Write each line exactly, from the line that holds "the man's face" through the final line of the material, and no other line.

──────── Source information

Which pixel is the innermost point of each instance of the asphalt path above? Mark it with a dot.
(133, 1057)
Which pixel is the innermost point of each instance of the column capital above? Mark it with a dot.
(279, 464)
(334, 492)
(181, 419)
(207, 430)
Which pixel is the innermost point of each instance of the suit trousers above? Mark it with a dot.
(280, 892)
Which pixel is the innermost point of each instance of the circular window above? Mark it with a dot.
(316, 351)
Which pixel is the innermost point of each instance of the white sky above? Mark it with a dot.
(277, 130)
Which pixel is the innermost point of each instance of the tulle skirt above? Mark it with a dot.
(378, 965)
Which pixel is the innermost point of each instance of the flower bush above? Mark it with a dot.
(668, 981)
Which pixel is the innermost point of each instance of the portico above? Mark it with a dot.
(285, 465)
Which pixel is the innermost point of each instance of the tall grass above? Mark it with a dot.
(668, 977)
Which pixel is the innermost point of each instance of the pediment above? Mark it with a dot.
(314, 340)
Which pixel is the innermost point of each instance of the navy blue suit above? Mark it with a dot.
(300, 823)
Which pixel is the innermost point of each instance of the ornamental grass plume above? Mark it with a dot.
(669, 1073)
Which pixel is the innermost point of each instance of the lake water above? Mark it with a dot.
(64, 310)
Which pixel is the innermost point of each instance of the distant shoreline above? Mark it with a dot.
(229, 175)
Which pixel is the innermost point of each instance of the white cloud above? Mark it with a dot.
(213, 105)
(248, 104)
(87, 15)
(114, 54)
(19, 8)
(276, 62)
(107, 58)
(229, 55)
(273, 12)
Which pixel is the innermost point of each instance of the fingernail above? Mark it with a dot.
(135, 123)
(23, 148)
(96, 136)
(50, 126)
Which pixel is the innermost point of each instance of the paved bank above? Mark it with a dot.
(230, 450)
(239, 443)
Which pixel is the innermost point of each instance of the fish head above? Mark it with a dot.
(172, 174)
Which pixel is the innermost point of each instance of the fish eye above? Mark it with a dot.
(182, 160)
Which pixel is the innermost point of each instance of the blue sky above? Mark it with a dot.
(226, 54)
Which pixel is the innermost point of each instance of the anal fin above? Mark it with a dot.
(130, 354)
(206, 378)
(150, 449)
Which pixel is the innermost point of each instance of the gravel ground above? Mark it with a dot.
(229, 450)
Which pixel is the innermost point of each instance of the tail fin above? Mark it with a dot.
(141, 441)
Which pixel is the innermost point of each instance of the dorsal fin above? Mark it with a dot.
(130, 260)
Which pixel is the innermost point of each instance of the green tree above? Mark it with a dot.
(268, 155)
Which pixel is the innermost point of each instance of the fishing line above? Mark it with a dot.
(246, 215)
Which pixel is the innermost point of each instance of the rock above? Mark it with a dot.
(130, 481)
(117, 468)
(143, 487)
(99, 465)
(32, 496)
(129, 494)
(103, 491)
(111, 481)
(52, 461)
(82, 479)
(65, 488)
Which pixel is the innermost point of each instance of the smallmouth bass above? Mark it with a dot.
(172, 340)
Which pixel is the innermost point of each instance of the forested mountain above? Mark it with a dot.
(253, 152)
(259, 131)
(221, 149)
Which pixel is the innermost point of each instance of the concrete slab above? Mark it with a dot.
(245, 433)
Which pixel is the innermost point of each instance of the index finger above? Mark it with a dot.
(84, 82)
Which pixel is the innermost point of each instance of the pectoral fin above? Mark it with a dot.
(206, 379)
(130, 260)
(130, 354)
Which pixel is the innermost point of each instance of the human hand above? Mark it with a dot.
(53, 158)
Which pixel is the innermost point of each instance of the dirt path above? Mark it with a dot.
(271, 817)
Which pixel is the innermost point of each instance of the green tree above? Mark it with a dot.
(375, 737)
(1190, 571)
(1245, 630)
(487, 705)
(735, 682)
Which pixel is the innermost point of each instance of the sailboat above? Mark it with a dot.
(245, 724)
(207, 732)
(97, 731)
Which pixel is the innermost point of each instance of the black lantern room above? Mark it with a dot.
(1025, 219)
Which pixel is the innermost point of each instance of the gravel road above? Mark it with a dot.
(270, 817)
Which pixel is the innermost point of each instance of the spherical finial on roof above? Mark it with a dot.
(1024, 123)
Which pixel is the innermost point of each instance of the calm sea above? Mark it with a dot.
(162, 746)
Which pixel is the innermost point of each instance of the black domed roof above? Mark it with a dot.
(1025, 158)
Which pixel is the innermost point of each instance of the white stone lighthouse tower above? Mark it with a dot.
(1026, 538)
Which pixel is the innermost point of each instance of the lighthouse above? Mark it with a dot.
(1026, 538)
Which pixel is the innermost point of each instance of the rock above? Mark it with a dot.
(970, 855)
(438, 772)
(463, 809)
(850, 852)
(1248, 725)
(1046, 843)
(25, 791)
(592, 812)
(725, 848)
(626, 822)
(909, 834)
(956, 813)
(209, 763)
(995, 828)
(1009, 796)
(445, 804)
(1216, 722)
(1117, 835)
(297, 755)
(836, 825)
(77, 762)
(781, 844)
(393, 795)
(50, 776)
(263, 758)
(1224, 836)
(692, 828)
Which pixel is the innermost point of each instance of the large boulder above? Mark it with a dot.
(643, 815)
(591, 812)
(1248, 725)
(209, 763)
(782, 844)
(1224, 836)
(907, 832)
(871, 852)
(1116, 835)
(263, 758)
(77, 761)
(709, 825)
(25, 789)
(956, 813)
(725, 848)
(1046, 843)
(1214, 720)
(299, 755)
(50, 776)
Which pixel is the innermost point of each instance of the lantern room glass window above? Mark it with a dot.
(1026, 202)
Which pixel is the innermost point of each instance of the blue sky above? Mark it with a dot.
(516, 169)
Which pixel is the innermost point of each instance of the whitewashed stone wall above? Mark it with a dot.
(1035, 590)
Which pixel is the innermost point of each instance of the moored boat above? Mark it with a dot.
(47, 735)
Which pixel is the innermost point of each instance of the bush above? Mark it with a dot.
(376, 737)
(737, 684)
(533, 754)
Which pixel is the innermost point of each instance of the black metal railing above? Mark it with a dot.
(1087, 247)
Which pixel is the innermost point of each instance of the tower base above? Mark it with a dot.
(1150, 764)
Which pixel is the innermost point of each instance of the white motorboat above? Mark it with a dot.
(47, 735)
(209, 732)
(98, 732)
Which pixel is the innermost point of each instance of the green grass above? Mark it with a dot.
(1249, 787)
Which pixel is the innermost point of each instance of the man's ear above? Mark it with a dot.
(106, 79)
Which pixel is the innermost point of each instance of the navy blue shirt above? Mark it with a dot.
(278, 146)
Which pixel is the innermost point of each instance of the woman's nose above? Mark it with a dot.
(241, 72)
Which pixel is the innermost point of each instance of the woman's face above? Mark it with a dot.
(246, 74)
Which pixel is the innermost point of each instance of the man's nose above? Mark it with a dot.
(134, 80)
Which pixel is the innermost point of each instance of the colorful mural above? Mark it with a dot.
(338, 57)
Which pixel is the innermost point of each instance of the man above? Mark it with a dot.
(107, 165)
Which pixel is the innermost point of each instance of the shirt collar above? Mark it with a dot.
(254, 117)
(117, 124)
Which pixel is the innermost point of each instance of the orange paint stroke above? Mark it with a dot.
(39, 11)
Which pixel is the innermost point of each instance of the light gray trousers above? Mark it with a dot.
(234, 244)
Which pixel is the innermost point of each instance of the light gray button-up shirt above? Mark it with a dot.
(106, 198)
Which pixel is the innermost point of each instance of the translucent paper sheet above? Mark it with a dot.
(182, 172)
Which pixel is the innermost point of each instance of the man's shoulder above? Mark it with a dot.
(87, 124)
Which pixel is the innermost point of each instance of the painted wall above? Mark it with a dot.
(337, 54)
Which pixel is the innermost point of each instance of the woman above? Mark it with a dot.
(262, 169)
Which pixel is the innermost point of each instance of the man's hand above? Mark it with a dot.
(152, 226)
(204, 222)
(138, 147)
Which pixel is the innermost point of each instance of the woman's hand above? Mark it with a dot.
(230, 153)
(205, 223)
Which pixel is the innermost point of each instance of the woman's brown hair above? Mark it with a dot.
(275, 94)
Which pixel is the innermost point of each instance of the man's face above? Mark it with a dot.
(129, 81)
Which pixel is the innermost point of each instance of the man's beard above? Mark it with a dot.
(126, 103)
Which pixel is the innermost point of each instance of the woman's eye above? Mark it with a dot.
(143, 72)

────────────────

### Answer to the exercise
Which pixel is the innermost point of each instance of the man's face above? Mark it with a dot.
(129, 81)
Which pixel is the innermost point of each instance of the man's beard above? Mark it with a dot.
(126, 103)
Which pixel is the innermost point of each instance of the woman's eye above? Mark it with a dot.
(143, 72)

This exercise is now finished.